Task
Put the lines of the data below, from the line with "Each instance receives one keypoint. Mark the long" to the line with "Target: white t-shirt", both included, into a numbered list, leaving out any blank lines.

Data lines
=====

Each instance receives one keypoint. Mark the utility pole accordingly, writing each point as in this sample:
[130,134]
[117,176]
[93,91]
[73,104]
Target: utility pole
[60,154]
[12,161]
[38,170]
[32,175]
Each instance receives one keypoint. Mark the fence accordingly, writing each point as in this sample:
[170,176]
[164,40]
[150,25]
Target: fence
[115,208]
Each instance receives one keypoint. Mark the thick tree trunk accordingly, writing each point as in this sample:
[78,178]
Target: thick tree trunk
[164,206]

=====

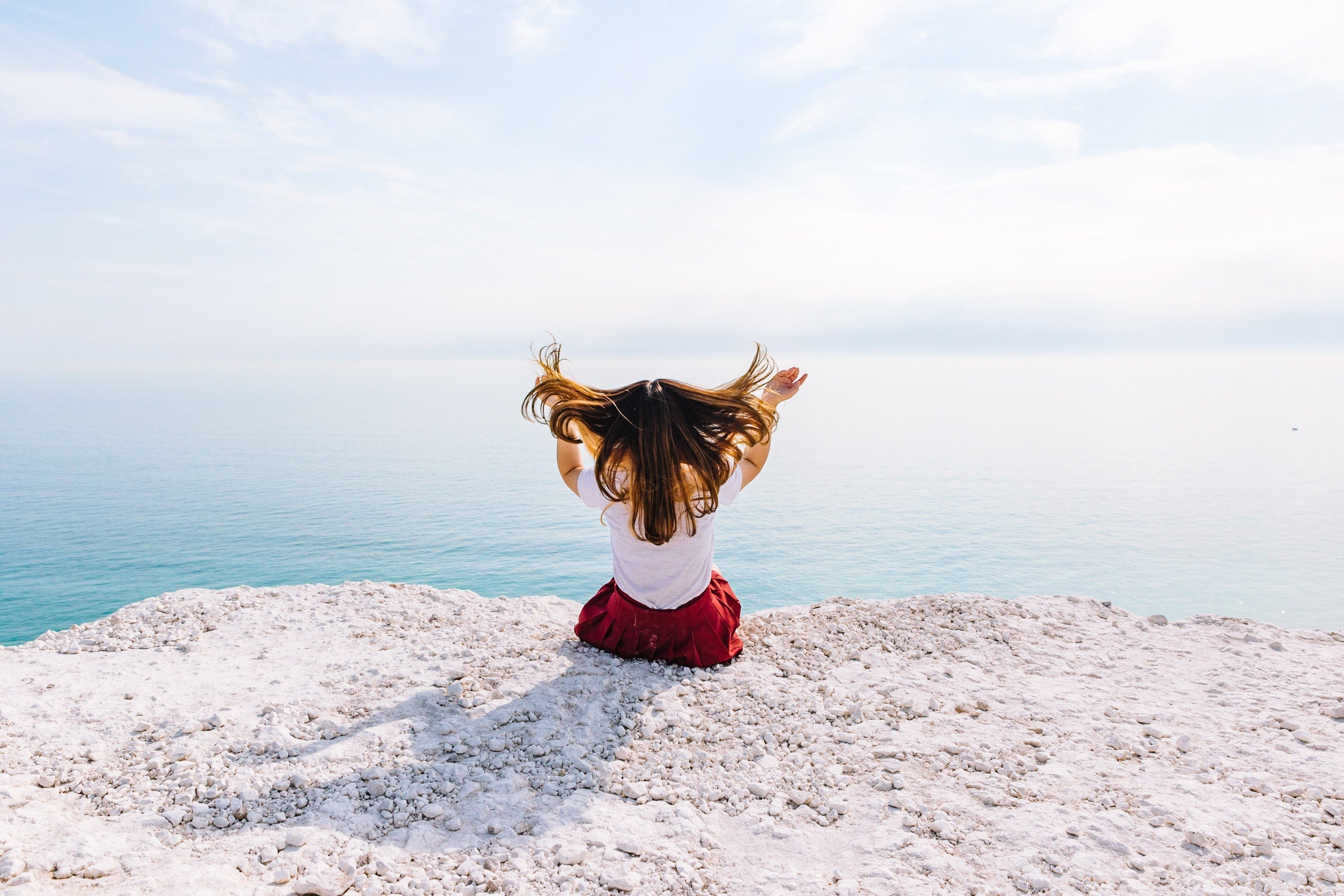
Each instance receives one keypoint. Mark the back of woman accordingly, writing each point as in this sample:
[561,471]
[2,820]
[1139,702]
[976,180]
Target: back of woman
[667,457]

=====

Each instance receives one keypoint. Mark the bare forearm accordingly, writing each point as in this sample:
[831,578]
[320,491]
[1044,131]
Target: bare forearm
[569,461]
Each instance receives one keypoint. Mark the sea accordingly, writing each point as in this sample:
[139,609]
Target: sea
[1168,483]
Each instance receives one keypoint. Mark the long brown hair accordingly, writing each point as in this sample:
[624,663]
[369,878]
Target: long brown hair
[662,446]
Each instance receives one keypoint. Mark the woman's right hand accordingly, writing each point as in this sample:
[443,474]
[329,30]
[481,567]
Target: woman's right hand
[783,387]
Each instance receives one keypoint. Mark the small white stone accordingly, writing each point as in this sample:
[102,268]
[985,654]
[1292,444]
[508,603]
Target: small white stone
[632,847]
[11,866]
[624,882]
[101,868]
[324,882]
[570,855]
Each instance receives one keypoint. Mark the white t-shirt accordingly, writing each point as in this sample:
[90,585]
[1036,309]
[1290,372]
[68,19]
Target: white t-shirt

=====

Response to this exercise
1. Each instance receives one keypoint. Mark the long brown hair accordingly, writing each point as in this sample:
2. [624,663]
3. [369,878]
4. Target: long brown hair
5. [662,446]
6. Each instance receives one keypoint. Mark the woman's right hand accordingly, writing each point as in this sample:
7. [443,474]
8. [329,30]
9. [481,567]
10. Target: woman's right hand
11. [783,387]
12. Each instance receives one keypoint. Mark the small white stone accordingly, writing each point as in this sample:
13. [102,268]
14. [985,654]
15. [1292,444]
16. [508,603]
17. Target: small white stone
18. [632,847]
19. [11,866]
20. [624,882]
21. [101,868]
22. [324,882]
23. [570,855]
24. Each instance receives one keypoint. Mark the white t-shirt accordingly, writing each point as in this sample:
25. [90,585]
26. [1036,309]
27. [1290,372]
28. [68,19]
29. Target: white t-shirt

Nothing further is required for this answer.